** Extract to read **
___

From the buddy-cop Lethal Weapon franchise to revisionist epics like The Patriot, Gibson has specialized in playing violent action heroes who take bloody revenge for the deaths of their wives, children, and girlfriends. In Braveheart, the 1995 film for which he won the Best Director Oscar, Gibson kept the fatal wounds inflicted on William Wallace and his wife just out of frame, to spare his audience the full brutality suffered by these heroes, but he reveled in the gory details with which Wallace executed his personal enemies.

In some ways, The Passion seems like a repudiation of much of his career to date: last year, Gibson, a traditionalist Catholic whose faith has surfaced in recent films like Signs and We Were Soldiers, told Fox News's Bill O'Reilly he wanted to promote faith, hope, love, and especially forgiveness through this film. But The Passion also dwells, at considerable length, on the physical pain inflicted on Jesus. Has Gibson found a way to baptize, as it were, the sadistic or masochistic impulses of his other films? Is it possible he is indulging himself under the cover of religious piety?

At times it does seem so. Much has been made of The Passion's adherence to Scripture, but in the rough cut shown to pastors and ministry leaders a month before the film's release, it was clear that Gibson often goes beyond the text. Jesus, played with inspiring sincerity by James Caviezel (Frequency, The Thin Red Line), is not even out of Gethsemane yet when the Temple guards knock him about and hang him over a bridge by his chains, swelling shut his right eye. During scenes like this, you cannot help wondering whether Gibson, as the one who conceived and directed all this simulated torture, is more complicit in the horrors on display than he would like to admit.

___

** Available data **
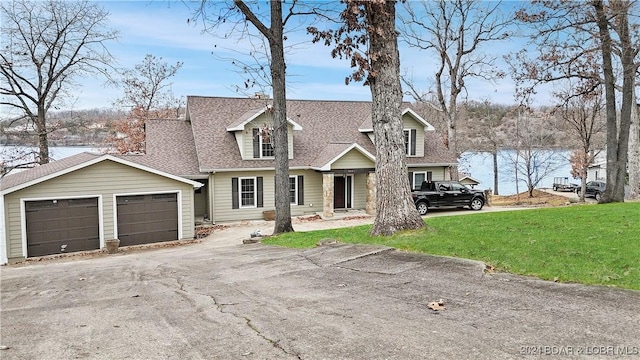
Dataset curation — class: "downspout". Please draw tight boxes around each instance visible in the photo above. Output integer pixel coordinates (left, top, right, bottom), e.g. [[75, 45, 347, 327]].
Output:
[[0, 194, 9, 265], [207, 172, 216, 225]]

___

** Given request 1 **
Copy word for word the part of the review of Gibson's The Passion that opens with the words containing "From the buddy-cop" and closes with "his personal enemies.".
** Given request 2 **
Carry on the review of Gibson's The Passion from its final sentence, writing what comes next.

** Exercise answer 1 **
From the buddy-cop Lethal Weapon franchise to revisionist epics like The Patriot, Gibson has specialized in playing violent action heroes who take bloody revenge for the deaths of their wives, children, and girlfriends. In Braveheart, the 1995 film for which he won the Best Director Oscar, Gibson kept the fatal wounds inflicted on William Wallace and his wife just out of frame, to spare his audience the full brutality suffered by these heroes, but he reveled in the gory details with which Wallace executed his personal enemies.

** Exercise answer 2 **
The Passion of The Christ

Yet Gibson does exercise restraint at crucial moments. The flogging of Jesus may go on and on—and Jesus himself seems to encourage it when he pulls himself up and stands defiantly erect after the first round of beatings—but as several characters begin to find the violence so unbearable that they have to look away, so does Gibson: His camera follows Jesus' mother Mary (Maia Morgenstern) as she retreats to another room, where she tries to cope with the cries of pain that she can still hear.

The film's violence has been defended as a sign of its historical realism and biblical accuracy, but one of the more striking and impressive things about The Passion is just how much artistic license it takes with its source material. Gibson erroneously identifies Mary Magdalene (The Matrix Reloaded's Monica Bellucci) with the woman caught in adultery, and his depiction of the Crucifixion owes more to medieval art than modern scholarship. Taking their cue from historians and archaeologists, nearly every film and miniseries produced since the 1970s—including Campus Crusade's Jesus film and The Visual Bible's recent Gospel of John—has depicted Jesus carrying only a crossbeam, being nailed through his wrists, being crucified naked, or some combination thereof. Gibson rejects all of these details, though he does, oddly, have the thieves carry crossbeams, while Jesus carries his full cross.